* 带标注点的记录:

———

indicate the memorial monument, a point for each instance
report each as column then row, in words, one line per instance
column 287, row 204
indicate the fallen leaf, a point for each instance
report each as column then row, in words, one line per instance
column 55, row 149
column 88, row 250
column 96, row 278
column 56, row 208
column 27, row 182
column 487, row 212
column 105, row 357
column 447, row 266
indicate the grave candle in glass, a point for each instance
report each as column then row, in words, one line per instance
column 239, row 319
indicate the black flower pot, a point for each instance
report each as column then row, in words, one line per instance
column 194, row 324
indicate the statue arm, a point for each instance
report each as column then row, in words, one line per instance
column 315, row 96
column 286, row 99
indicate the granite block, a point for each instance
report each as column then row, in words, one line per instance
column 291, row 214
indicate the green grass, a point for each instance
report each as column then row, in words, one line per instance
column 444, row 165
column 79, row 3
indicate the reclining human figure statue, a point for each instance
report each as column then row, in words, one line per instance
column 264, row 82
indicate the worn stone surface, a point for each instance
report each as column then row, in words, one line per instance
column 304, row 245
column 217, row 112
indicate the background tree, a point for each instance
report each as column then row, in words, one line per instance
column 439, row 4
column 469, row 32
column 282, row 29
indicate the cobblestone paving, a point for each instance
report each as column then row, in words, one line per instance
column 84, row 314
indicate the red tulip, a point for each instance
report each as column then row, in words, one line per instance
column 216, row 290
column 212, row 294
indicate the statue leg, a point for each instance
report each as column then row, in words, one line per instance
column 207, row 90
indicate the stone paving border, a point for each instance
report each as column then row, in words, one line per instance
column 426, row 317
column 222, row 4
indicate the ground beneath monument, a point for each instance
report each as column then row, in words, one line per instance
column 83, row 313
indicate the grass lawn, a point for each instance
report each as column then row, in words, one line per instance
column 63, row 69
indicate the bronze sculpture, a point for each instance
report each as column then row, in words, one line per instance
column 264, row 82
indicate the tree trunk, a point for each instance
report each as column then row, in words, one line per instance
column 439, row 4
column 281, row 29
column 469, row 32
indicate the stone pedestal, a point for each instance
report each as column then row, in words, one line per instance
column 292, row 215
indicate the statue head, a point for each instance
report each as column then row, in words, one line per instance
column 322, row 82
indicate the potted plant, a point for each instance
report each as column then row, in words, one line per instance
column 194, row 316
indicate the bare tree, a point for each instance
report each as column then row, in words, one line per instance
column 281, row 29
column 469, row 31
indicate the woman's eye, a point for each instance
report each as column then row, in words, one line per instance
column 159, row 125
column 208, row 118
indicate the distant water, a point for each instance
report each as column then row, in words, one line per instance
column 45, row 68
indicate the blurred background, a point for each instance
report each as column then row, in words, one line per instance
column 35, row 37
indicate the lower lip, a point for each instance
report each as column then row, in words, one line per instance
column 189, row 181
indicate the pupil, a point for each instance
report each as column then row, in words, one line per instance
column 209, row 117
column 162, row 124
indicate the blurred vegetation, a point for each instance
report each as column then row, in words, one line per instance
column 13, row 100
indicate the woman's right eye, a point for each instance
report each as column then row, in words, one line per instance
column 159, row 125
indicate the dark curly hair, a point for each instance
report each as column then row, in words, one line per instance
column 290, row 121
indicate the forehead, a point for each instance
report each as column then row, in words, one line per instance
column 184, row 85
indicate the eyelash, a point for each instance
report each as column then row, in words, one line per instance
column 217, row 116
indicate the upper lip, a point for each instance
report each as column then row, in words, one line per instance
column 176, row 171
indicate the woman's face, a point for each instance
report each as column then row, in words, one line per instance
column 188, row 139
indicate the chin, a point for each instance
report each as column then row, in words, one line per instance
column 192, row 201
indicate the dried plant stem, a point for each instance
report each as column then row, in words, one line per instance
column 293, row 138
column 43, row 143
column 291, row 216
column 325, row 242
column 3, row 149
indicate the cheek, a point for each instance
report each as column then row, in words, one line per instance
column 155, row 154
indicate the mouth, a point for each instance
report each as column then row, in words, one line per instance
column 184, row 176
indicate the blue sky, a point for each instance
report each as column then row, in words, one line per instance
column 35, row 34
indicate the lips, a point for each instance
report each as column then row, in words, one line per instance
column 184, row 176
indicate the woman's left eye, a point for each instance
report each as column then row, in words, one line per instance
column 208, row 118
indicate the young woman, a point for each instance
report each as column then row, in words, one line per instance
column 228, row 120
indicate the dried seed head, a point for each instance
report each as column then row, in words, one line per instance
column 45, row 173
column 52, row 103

———

* 任务要求:
请把从含有“indicate the stone paving”的那一行起、到含有“column 63, row 69”的那一行为止（首尾两行都算在内）的记录放入一个两列 CSV，列名分别为“要求”和“回应”。每条记录占一行，文字和答案各放进一个带引号的字段，其中的换行都改成空格。

* 结果:
要求,回应
"indicate the stone paving border, a point for each instance report each as column then row, in words, one line per instance","column 426, row 317 column 222, row 4"
"indicate the ground beneath monument, a point for each instance report each as column then row, in words, one line per instance","column 83, row 313"
"indicate the grass lawn, a point for each instance report each as column then row, in words, one line per instance","column 63, row 69"